**Dataset entries**.
--------
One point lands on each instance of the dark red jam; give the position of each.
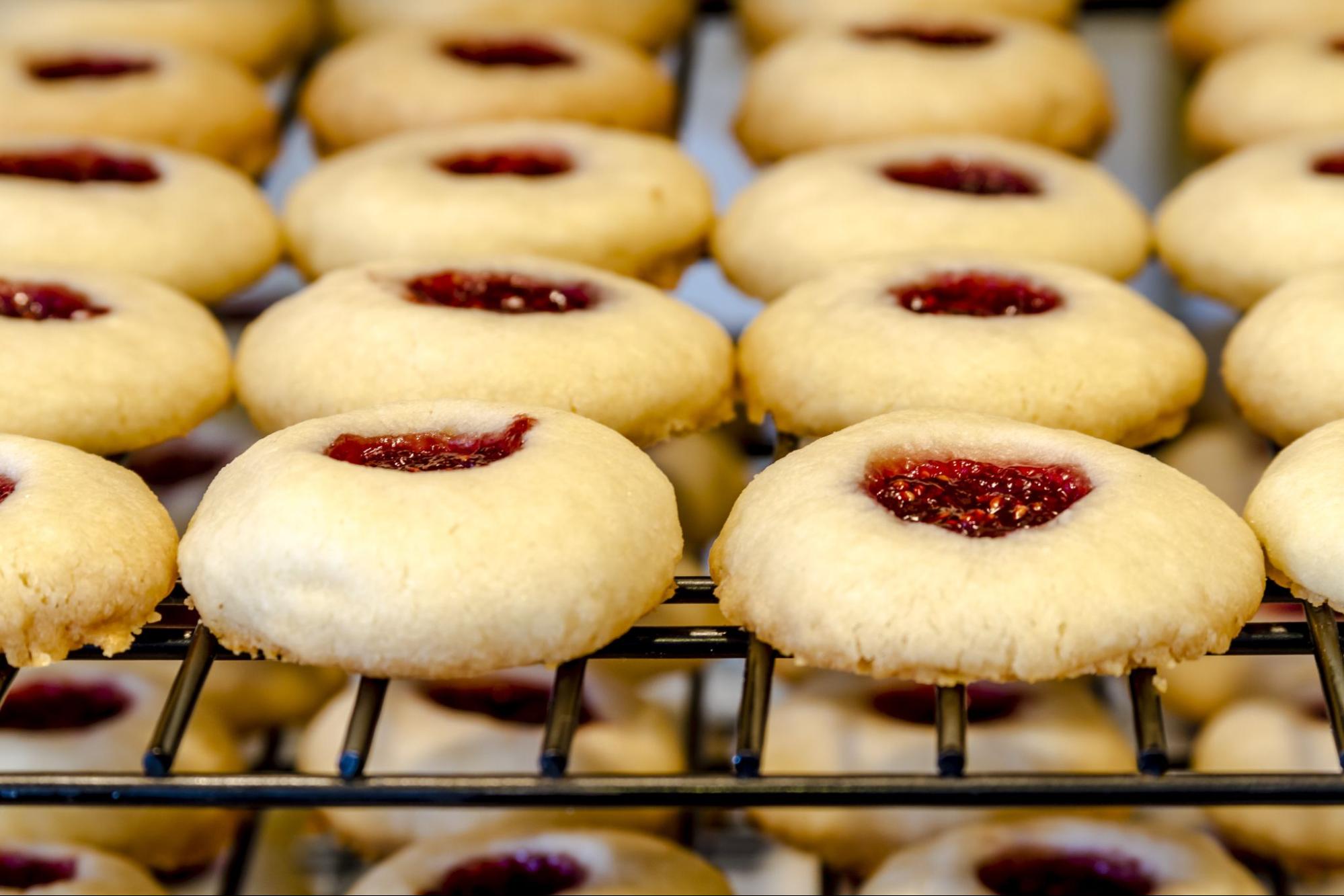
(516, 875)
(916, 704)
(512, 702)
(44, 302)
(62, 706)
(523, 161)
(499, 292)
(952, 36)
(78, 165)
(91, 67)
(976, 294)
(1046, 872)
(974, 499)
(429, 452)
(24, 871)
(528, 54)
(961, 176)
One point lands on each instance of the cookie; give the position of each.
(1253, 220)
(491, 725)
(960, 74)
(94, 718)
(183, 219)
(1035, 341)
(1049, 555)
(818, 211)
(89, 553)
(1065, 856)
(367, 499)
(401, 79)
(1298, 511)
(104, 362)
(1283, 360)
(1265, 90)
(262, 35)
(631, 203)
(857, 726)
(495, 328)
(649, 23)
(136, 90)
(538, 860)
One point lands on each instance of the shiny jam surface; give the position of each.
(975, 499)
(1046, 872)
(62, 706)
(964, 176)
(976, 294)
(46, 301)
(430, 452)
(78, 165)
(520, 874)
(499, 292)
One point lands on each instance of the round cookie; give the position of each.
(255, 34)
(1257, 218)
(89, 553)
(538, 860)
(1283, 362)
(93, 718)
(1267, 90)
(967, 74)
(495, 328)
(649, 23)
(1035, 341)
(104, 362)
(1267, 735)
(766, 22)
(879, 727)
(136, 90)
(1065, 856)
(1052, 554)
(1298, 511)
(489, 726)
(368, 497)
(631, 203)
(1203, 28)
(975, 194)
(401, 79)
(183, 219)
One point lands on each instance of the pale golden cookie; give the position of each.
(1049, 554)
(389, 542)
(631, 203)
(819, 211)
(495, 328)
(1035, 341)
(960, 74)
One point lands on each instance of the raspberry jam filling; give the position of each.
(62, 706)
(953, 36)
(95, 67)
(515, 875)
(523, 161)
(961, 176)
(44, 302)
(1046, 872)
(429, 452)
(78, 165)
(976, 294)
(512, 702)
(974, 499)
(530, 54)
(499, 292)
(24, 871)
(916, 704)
--------
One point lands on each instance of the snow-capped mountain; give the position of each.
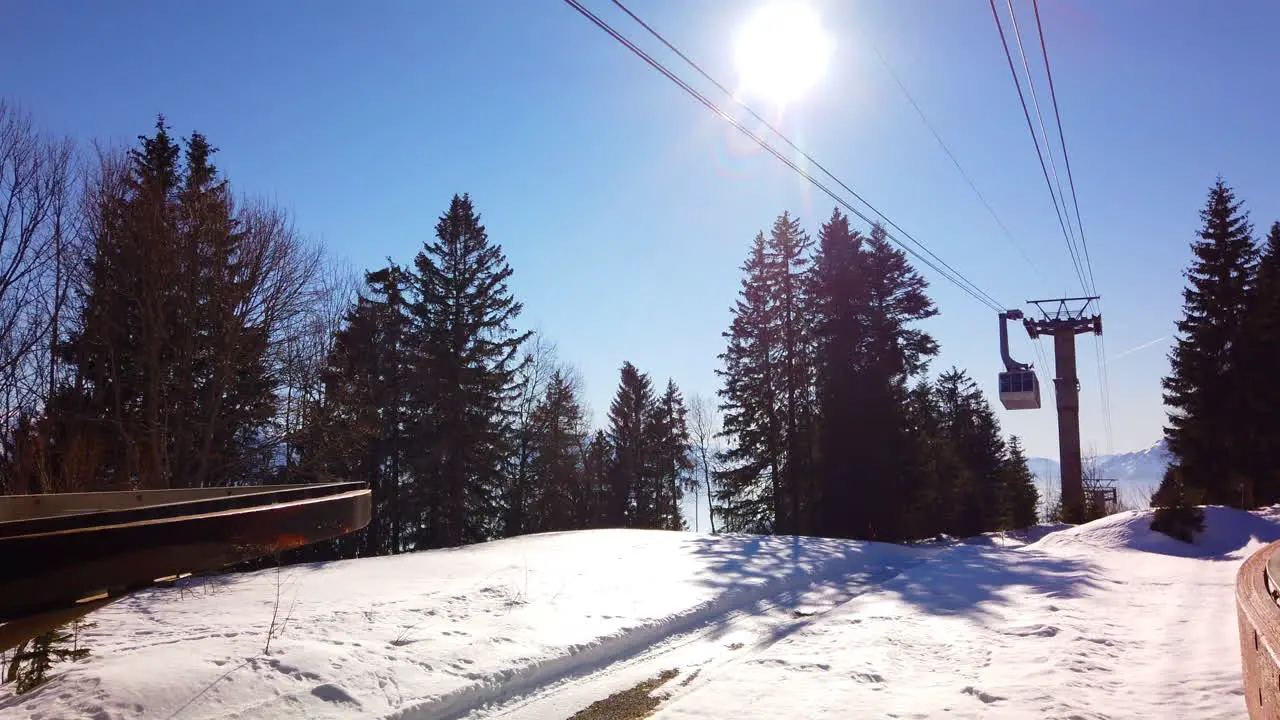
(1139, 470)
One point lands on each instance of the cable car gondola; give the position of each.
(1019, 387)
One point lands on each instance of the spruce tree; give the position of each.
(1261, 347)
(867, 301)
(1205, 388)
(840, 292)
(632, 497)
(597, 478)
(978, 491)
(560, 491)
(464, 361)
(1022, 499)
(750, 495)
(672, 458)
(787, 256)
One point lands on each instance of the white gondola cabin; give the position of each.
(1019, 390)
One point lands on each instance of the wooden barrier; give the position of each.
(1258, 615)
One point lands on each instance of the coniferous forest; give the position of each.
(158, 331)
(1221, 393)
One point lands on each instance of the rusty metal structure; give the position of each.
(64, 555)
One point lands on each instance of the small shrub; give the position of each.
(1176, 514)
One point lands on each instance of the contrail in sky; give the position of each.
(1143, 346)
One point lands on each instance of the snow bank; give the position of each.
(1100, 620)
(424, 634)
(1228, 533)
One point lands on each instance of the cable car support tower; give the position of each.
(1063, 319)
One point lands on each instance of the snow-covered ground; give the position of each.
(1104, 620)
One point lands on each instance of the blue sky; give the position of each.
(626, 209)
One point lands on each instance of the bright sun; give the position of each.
--------
**Task goal**.
Look back at the data above. Transcribe exactly the lines starting at the line that contains "One point lands on each instance of the blue" and ending at the line that contains "One point lands on each instance of the bright".

**Reply to the task**.
One point lands on each instance of the blue sky; give the position of each.
(626, 209)
One point lands on each instance of the bright sun; give the position of each.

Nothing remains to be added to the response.